■ Work required ■
Convert the lines below into a numbered list, omitting any blank lines.

■ Extracted information ■
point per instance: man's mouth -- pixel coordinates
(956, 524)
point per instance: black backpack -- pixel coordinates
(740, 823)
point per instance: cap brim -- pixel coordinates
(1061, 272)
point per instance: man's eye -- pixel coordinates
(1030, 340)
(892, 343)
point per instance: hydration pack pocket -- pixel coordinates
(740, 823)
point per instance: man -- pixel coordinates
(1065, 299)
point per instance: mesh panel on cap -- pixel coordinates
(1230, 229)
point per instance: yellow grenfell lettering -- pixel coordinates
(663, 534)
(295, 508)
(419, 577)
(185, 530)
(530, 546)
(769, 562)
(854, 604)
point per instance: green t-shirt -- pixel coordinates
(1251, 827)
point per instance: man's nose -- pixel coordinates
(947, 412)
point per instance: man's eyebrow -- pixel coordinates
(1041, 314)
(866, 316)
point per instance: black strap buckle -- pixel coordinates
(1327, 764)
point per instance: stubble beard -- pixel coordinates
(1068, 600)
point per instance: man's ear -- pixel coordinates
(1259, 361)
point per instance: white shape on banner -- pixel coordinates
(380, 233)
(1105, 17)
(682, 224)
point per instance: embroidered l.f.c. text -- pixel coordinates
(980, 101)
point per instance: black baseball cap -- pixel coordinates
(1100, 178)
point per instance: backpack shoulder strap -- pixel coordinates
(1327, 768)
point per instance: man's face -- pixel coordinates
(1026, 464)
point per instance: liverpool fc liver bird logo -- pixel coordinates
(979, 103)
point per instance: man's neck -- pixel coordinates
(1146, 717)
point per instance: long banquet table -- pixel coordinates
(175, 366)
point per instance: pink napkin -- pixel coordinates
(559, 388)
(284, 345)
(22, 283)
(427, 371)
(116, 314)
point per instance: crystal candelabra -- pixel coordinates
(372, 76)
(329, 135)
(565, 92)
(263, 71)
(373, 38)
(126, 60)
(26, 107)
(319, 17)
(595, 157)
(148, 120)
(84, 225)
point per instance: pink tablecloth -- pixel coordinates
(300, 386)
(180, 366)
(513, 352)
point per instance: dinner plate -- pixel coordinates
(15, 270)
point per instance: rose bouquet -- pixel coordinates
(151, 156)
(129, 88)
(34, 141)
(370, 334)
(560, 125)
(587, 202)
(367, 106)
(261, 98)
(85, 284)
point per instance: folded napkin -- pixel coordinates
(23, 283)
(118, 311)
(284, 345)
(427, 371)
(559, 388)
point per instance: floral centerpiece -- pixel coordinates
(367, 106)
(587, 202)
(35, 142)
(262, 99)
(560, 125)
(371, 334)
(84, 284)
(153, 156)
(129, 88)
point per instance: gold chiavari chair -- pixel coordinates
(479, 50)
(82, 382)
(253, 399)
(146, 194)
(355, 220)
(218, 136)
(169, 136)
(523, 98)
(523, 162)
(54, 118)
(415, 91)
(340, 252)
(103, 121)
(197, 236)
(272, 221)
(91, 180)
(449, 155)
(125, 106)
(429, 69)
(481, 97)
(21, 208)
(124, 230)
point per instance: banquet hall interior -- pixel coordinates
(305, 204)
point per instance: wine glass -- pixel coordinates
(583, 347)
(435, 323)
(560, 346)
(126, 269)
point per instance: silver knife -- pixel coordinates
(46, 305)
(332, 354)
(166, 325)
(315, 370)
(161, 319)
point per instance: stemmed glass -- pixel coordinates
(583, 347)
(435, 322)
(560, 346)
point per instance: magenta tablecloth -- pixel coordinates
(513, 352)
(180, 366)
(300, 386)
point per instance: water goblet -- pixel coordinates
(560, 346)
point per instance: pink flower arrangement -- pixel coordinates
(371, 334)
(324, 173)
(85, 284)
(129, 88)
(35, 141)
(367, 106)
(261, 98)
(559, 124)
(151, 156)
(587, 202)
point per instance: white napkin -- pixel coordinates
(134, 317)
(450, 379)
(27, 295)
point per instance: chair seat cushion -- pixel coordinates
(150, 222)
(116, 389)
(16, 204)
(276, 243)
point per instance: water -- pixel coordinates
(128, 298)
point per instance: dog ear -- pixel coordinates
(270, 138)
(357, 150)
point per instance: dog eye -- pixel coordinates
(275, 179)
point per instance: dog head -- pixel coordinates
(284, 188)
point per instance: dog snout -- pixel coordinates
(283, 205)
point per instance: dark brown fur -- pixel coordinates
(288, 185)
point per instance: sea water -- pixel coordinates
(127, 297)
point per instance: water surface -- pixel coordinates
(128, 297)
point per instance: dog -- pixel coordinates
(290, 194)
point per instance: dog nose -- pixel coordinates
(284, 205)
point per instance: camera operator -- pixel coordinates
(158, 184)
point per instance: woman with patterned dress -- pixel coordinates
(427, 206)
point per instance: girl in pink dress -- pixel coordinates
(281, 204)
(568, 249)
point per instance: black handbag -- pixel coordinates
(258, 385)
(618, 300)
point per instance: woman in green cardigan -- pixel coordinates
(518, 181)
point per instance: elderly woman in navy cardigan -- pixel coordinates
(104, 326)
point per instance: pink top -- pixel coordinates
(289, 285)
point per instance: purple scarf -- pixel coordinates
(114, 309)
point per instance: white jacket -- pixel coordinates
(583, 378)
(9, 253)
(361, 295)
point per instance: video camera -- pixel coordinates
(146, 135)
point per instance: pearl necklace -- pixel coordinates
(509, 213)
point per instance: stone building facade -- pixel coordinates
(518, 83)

■ Task result ■
1. point per instance: man's mouth -- pixel coordinates
2. (956, 524)
3. point per instance: black backpack -- pixel coordinates
4. (740, 823)
5. point per instance: cap brim -- pixel coordinates
6. (1061, 272)
7. point per instance: man's eye -- pixel coordinates
8. (1030, 340)
9. (892, 343)
10. point per instance: hydration pack pocket -- pixel coordinates
11. (740, 823)
12. point per instance: man -- pixel coordinates
13. (1065, 299)
14. point per instance: mesh panel on cap -- pixel coordinates
15. (1230, 229)
16. point per instance: yellow grenfell lettering -- pixel coordinates
17. (663, 534)
18. (295, 508)
19. (419, 577)
20. (185, 530)
21. (530, 546)
22. (769, 562)
23. (854, 604)
24. point per instance: green t-shirt -- pixel coordinates
25. (1251, 827)
26. point per instance: man's nose -- pixel coordinates
27. (947, 412)
28. point per instance: man's eyebrow -- pixel coordinates
29. (1041, 314)
30. (866, 316)
31. point per instance: black strap buckle -- pixel coordinates
32. (1327, 764)
33. point per instance: stubble beard -- pixel coordinates
34. (1068, 600)
35. point per instance: man's ear -- pixel coordinates
36. (1259, 361)
37. point per instance: white shape on banner -- pixel coordinates
38. (380, 233)
39. (1105, 17)
40. (682, 224)
41. point per instance: embroidered l.f.c. text -- pixel coordinates
42. (980, 101)
43. point per instance: black baseball cap -- pixel coordinates
44. (1100, 178)
45. point per instance: backpack shoulder strap -- pixel coordinates
46. (1327, 768)
47. point per instance: man's face -- pixel coordinates
48. (1026, 464)
49. point per instance: liverpool fc liver bird logo -- pixel coordinates
50. (979, 103)
51. point per instance: man's neck -- pixel coordinates
52. (1146, 717)
53. point per instance: long banquet table -- pixel coordinates
54. (175, 366)
55. point per instance: pink napkin -- pixel coordinates
56. (559, 388)
57. (284, 345)
58. (22, 283)
59. (427, 371)
60. (116, 314)
61. point per instance: crystal candelabra -- pixel coordinates
62. (372, 76)
63. (329, 135)
64. (565, 92)
65. (263, 71)
66. (373, 38)
67. (126, 60)
68. (26, 107)
69. (319, 17)
70. (595, 157)
71. (148, 120)
72. (84, 225)
73. point per instance: pink tablecloth -- pixel coordinates
74. (300, 386)
75. (180, 366)
76. (513, 352)
77. point per instance: dinner plate -- pixel coordinates
78. (15, 270)
79. point per instance: rose bouquet -- pixel coordinates
80. (151, 156)
81. (129, 88)
82. (34, 141)
83. (370, 334)
84. (560, 125)
85. (587, 202)
86. (367, 106)
87. (261, 98)
88. (85, 284)
89. point per instance: folded napkin -- pixel coordinates
90. (23, 283)
91. (118, 311)
92. (284, 345)
93. (427, 371)
94. (559, 388)
95. point per instance: floral centerpiece -- pixel coordinates
96. (367, 106)
97. (587, 202)
98. (35, 142)
99. (262, 99)
100. (560, 125)
101. (371, 334)
102. (84, 284)
103. (153, 156)
104. (129, 88)
105. point per instance: gold chiavari chair -- pixel coordinates
106. (479, 50)
107. (82, 382)
108. (253, 399)
109. (146, 194)
110. (355, 220)
111. (218, 136)
112. (169, 136)
113. (523, 98)
114. (523, 162)
115. (54, 118)
116. (415, 91)
117. (340, 252)
118. (103, 121)
119. (197, 236)
120. (272, 221)
121. (91, 180)
122. (449, 155)
123. (125, 106)
124. (429, 69)
125. (481, 97)
126. (21, 208)
127. (124, 230)
128. point per instance: banquet hall interior -- pixel coordinates
129. (305, 204)
130. point per instance: wine glass -- pixel coordinates
131. (583, 347)
132. (435, 323)
133. (560, 346)
134. (126, 269)
135. point per instance: silver knife -- pixel coordinates
136. (46, 305)
137. (332, 354)
138. (166, 325)
139. (315, 370)
140. (161, 319)
141. point per instance: stemmed glass -- pixel coordinates
142. (583, 347)
143. (435, 322)
144. (560, 346)
145. point per instance: magenta tablecloth -- pixel coordinates
146. (513, 352)
147. (180, 366)
148. (300, 386)
149. point per instance: water goblet -- pixel coordinates
150. (560, 346)
151. point per instance: pink flower arrangement -- pixel coordinates
152. (371, 334)
153. (324, 173)
154. (85, 284)
155. (129, 88)
156. (35, 141)
157. (367, 106)
158. (261, 98)
159. (559, 124)
160. (151, 156)
161. (587, 202)
162. point per instance: white napkin -- pixel coordinates
163. (134, 317)
164. (450, 379)
165. (27, 295)
166. point per instance: chair seat cushion -- pixel coordinates
167. (150, 222)
168. (116, 389)
169. (16, 204)
170. (276, 243)
171. point per instance: water -- pixel coordinates
172. (128, 298)
173. point per instance: dog ear -- pixel coordinates
174. (270, 138)
175. (357, 150)
176. point per instance: dog eye -- pixel coordinates
177. (275, 179)
178. point per instance: dog head -- pixel coordinates
179. (284, 188)
180. point per instance: dog snout -- pixel coordinates
181. (283, 205)
182. point per instance: dark brown fur -- pixel coordinates
183. (288, 185)
184. point per instance: sea water -- pixel coordinates
185. (127, 297)
186. point per instance: water surface -- pixel coordinates
187. (128, 297)
188. point per instance: dog -- pixel coordinates
189. (290, 194)
190. point per instance: dog nose -- pixel coordinates
191. (284, 205)
192. point per instance: camera operator -- pixel coordinates
193. (158, 184)
194. point per instance: woman with patterned dress -- pixel coordinates
195. (427, 206)
196. point per instance: girl in pink dress -- pixel coordinates
197. (281, 204)
198. (568, 249)
199. point per instance: black handbag -- pixel coordinates
200. (258, 385)
201. (618, 300)
202. point per instance: woman in green cardigan -- pixel coordinates
203. (518, 181)
204. point per instance: elderly woman in navy cardigan -- pixel coordinates
205. (104, 326)
206. point per instance: pink top -- pixel coordinates
207. (289, 285)
208. point per instance: purple scarf -- pixel coordinates
209. (114, 309)
210. point per instance: white jacket -- pixel coordinates
211. (583, 378)
212. (9, 253)
213. (361, 295)
214. point per instance: video camera -- pixel coordinates
215. (146, 135)
216. point per instance: pearl necklace -- pixel coordinates
217. (509, 213)
218. point per instance: stone building facade -- pixel coordinates
219. (518, 83)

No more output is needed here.